» **PAGE EXCERPT**
Architecture Overview - antimetal/system-agent GitHub Wiki

Architecture Overview

The Antimetal System Agent is built with a modular, event-driven architecture designed for reliability, performance, and extensibility.

Core Design Principles

  1. Event-Driven Architecture - Components communicate through events and channels
  2. Separation of Concerns - Each component has a single, well-defined responsibility
  3. Cloud-Agnostic Design - Abstractions allow for multiple cloud providers
  4. Fault Tolerance - Automatic recovery and retry mechanisms throughout
  5. Performance First - Efficient batching, caching, and concurrent processing

High-Level Architecture

graph TB
    Platform["Antimetal Platform<br/>(Intake Service)"]

    subgraph SystemAgent ["System Agent"]
        subgraph MainController ["Main Controller"]
            K8sController["K8s<br/>Controller"]
            IntakeWorker["Intake<br/>Worker"]
            PerfManager["Performance<br/>Manager"]

            subgraph ResourceStore ["Resource Store (BadgerDB)"]
                Resources["Resources"]
                Relationships["Relationships"]
                EventRouter["Event Router"]
            end
        end

        subgraph CloudProvider ["Cloud Provider Abstraction"]
            EKS["EKS"]
            GKE["GKE"]
            AKS["AKS"]
            KIND["KIND"]
        end
    end

    K8sAPI["Kubernetes<br/>API Server"]
    LinuxKernel["Linux Kernel<br/>/proc, /sys, eBPF"]


    IntakeWorker -.->|gRPC Stream| Platform
    K8sController --> ResourceStore
    ResourceStore --> IntakeWorker
    PerfManager --> ResourceStore

    SystemAgent --> K8sAPI
    SystemAgent --> LinuxKernel
Loading

Component Overview

1. Main Controller (cmd/main.go)

» **RECORDS PROVIDED**
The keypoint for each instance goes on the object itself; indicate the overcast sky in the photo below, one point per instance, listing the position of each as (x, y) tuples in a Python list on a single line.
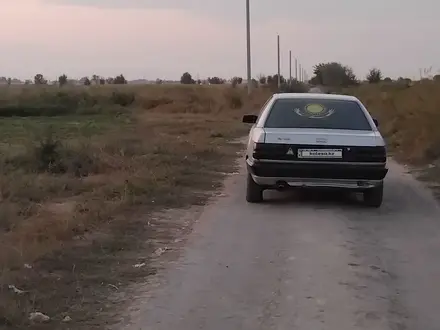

--

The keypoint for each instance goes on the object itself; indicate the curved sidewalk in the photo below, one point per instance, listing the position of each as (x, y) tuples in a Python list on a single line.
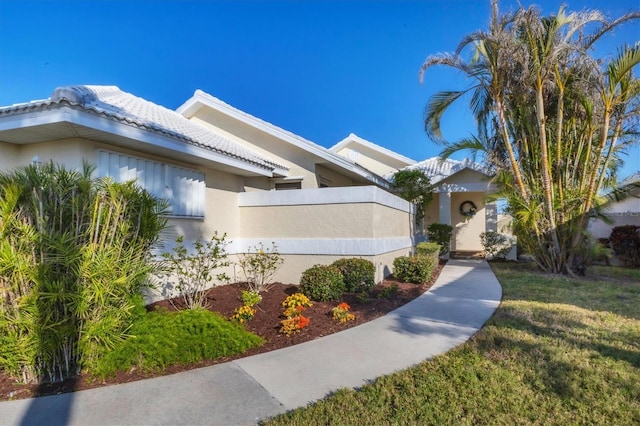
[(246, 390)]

--

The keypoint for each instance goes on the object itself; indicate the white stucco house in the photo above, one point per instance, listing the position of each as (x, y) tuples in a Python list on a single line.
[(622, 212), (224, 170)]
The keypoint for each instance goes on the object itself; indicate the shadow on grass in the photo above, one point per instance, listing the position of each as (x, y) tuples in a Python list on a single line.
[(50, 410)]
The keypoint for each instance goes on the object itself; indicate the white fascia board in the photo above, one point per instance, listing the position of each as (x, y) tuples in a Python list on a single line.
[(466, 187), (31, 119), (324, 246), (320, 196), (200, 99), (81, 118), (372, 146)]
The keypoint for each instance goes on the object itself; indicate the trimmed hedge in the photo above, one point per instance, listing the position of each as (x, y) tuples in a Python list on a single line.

» **PROBLEMS TO SOLVE**
#1 In the architecture overview above, which database backs the Resource Store?
#2 Carry on the architecture overview from its last line.

» **ANSWERS BY TASK**
#1 BadgerDB.

#2
The orchestrator that initializes and manages all components:

  • Parses configuration and command-line flags
  • Sets up the controller-runtime manager
  • Initializes the resource store
  • Starts all subsystems
  • Manages graceful shutdown

2. Kubernetes Controller

Monitors Kubernetes resources using the controller-runtime framework:

  • Watches: Nodes, Pods, Services, Deployments, StatefulSets, DaemonSets, ReplicaSets, PVs, PVCs, Jobs
  • Features: Leader election, concurrent reconciliation, index-based lookups
  • Output: Normalized resources sent to the Resource Store

3. Resource Store

Central data hub built on BadgerDB:

  • Storage: In-memory key-value store for fast access
  • Resources: Generic cloud/Kubernetes resources with metadata
  • Relationships: RDF triplets (subject-predicate-object)
  • Events: Publishes Add/Update/Delete events to subscribers

4. Intake Worker

Streams data to the Antimetal platform:

  • Protocol: gRPC with protobuf messages
  • Batching: Configurable batch size and time windows
  • Reliability: Exponential backoff, automatic reconnection
  • Features: Heartbeat mechanism, stream health monitoring

5. Performance Manager

Collects system and hardware metrics:

  • Architecture: Pluggable collector system
  • Data Sources: /proc, /sys, eBPF programs
  • Collectors: CPU, Memory, Network, Disk, NUMA, and more
  • Patterns: PointCollector (one-shot) and ContinuousCollector (streaming)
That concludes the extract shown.